### INFORMATION
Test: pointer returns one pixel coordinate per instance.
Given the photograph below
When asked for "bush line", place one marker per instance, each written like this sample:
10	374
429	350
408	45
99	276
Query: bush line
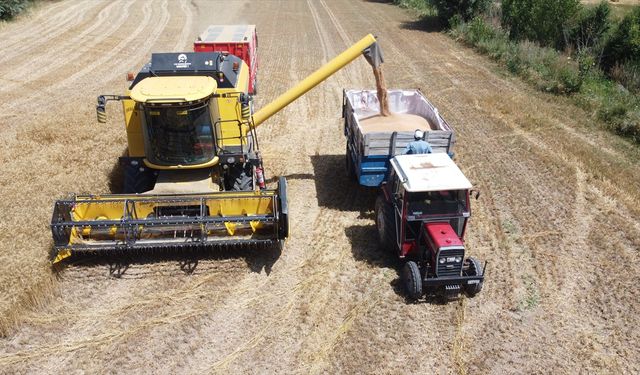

### PROBLEM TO WORK ON
Filter the records, keeping only lines that contain "instance", and show those lines.

### ANSWER TO THIS TASK
Test: pointer returns one pixel coordinate per instance.
When asked for "bush line", place one marker per instance, each written like this sample:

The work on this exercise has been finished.